Gather every line in the entries below that contains the string "conditioning", treating uppercase and lowercase letters as different.

---------------

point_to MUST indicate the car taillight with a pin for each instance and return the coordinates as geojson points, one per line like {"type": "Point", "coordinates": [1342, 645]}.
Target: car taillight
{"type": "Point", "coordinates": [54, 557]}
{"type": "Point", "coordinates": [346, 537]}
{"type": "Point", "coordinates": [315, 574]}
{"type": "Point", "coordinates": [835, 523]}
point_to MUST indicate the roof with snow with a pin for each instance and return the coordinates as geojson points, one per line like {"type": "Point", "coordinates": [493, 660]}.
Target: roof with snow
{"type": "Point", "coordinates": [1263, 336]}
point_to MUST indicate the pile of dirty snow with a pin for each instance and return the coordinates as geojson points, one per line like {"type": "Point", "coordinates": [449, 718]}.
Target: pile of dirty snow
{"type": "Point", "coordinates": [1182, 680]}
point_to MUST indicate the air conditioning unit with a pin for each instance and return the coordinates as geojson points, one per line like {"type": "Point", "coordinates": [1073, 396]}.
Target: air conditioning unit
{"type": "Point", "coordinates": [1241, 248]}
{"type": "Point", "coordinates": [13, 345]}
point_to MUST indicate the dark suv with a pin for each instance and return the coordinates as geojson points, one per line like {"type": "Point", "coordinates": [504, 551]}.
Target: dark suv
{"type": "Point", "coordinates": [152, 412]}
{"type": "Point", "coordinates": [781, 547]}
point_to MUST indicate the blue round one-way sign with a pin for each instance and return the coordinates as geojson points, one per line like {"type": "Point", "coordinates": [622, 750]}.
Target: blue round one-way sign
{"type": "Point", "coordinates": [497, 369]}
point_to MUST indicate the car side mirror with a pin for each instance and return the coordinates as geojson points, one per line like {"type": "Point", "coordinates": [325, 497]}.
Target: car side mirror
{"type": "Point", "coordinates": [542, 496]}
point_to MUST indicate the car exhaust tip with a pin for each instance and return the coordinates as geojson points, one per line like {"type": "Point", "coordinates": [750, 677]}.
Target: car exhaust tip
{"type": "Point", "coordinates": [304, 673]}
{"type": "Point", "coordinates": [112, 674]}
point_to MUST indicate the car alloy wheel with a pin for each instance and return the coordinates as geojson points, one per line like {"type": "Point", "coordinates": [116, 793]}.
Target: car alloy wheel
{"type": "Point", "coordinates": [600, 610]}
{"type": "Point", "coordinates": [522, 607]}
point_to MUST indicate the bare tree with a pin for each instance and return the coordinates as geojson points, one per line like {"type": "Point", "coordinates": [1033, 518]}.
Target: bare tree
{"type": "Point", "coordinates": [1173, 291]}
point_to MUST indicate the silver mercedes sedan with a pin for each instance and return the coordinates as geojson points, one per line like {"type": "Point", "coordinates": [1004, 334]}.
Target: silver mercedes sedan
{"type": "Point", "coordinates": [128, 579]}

---------------

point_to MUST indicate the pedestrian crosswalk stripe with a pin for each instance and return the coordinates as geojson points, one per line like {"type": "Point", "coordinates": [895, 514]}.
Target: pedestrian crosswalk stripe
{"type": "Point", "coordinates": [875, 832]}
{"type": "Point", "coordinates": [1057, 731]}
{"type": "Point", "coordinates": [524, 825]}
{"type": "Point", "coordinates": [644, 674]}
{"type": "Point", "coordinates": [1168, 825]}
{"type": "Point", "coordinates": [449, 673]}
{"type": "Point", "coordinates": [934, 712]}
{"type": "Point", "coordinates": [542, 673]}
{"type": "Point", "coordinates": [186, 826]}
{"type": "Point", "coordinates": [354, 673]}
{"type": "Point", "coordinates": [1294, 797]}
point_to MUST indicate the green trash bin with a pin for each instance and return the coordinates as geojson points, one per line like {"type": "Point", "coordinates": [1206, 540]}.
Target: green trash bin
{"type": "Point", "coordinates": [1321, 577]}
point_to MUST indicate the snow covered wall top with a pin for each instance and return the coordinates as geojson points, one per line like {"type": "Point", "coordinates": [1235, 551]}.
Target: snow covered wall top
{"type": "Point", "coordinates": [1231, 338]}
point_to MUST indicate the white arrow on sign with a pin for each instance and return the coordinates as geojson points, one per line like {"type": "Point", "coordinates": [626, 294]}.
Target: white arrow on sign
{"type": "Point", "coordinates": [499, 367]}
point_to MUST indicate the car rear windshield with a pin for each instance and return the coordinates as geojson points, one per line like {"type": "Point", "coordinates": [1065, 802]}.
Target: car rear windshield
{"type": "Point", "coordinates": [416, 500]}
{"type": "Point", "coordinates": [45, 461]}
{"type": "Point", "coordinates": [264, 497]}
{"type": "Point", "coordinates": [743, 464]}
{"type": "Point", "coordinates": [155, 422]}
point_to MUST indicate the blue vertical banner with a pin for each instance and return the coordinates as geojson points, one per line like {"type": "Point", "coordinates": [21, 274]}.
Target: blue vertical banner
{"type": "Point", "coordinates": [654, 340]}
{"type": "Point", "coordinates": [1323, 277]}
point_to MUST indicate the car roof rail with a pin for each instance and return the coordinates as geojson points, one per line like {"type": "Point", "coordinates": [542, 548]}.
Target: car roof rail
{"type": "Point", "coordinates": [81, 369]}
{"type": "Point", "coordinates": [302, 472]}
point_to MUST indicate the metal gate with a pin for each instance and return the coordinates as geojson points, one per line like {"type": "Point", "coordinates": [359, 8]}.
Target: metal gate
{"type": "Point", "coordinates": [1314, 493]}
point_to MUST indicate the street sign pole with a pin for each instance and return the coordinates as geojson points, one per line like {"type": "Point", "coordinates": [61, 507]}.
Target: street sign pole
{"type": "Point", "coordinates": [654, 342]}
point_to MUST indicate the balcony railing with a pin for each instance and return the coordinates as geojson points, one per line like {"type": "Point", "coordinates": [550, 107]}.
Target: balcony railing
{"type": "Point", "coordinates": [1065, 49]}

---------------

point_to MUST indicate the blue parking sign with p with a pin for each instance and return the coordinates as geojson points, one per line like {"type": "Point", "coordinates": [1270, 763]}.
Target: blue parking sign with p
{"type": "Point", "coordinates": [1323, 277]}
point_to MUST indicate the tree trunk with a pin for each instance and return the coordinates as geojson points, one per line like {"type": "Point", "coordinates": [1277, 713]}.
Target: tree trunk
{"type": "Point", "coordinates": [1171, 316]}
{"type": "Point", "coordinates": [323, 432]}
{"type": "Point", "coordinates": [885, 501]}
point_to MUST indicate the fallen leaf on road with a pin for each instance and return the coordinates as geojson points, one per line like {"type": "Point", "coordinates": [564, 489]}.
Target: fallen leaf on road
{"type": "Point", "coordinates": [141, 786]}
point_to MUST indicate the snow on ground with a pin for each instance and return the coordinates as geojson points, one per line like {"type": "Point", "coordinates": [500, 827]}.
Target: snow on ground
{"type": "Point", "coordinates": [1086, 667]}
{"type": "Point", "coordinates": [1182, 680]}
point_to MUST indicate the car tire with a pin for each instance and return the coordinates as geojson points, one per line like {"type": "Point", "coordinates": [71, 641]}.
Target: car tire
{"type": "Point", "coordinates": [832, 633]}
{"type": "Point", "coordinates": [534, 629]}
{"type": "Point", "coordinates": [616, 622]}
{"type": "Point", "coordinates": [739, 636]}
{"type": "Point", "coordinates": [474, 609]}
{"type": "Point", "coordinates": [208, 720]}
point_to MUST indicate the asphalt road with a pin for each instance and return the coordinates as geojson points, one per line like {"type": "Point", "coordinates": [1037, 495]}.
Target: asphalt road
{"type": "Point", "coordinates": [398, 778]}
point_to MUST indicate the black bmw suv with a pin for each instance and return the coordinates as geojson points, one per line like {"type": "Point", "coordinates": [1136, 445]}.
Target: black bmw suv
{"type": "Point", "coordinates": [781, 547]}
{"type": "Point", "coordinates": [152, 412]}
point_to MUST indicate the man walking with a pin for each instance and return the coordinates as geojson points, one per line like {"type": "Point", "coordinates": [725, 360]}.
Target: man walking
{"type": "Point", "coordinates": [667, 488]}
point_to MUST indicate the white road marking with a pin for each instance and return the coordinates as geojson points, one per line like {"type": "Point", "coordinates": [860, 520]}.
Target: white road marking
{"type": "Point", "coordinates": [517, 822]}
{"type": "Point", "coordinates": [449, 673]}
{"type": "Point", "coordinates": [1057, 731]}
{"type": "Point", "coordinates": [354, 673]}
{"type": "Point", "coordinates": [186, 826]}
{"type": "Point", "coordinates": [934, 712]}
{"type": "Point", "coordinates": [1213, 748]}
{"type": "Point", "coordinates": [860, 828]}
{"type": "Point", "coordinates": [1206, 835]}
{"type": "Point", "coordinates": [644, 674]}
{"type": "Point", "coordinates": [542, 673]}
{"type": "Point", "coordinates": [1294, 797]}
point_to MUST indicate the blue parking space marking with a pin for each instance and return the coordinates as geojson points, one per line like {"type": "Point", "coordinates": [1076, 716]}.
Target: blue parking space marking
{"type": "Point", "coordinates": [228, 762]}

---------------

▶ [The answer]:
point_to MUST indicate the air conditioning unit with a pin for each instance and return the coordinates as geojson points, one per line like {"type": "Point", "coordinates": [1073, 396]}.
Target: air conditioning unit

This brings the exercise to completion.